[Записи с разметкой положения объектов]
============

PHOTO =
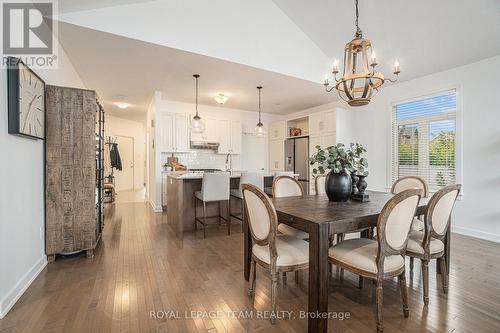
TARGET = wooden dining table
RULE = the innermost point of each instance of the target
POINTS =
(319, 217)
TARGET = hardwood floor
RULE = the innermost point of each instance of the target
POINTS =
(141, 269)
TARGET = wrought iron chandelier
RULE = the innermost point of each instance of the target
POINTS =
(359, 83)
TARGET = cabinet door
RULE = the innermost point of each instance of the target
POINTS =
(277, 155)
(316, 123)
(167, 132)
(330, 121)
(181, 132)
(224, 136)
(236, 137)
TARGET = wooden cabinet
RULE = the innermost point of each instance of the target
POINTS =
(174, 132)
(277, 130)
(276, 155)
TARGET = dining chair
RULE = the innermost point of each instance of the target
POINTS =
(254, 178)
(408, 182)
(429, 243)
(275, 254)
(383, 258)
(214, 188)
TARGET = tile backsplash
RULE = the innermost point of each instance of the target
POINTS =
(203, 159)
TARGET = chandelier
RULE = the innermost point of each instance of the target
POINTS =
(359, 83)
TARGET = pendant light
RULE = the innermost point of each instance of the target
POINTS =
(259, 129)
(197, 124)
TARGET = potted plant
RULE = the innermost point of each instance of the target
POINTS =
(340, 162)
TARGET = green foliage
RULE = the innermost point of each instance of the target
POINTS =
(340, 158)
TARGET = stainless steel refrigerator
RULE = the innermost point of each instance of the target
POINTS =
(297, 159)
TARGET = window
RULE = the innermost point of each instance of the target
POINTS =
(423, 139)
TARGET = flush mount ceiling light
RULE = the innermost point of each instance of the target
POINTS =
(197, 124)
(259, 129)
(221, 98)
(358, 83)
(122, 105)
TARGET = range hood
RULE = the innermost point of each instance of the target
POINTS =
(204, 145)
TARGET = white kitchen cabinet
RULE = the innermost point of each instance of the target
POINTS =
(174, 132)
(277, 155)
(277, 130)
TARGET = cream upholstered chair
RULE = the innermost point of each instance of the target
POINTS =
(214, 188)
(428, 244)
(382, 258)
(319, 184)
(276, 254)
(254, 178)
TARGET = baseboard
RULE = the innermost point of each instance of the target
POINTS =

============

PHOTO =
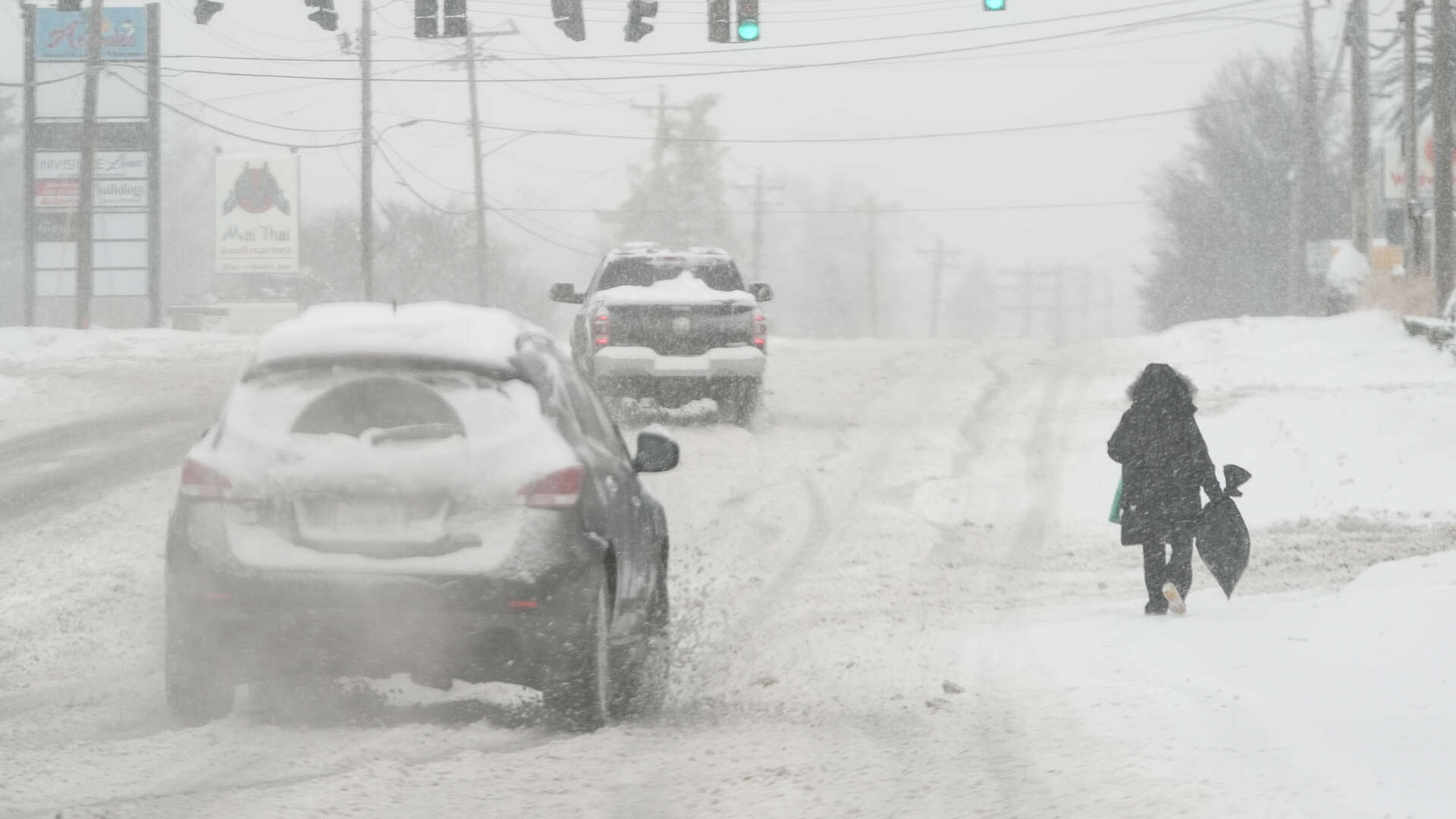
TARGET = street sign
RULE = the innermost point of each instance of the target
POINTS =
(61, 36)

============

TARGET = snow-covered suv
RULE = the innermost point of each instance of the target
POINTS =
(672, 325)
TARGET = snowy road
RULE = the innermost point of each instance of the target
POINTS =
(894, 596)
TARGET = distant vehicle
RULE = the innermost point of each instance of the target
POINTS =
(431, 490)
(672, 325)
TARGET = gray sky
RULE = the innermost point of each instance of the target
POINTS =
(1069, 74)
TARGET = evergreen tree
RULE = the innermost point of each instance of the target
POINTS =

============

§ **Задание**: Определите все строки записей, в которых встречается слово «cabinet», и выпишите их.

§ **Ответ к заданию**:
TARGET = cabinet door
TARGET = wooden cabinet
TARGET = white kitchen cabinet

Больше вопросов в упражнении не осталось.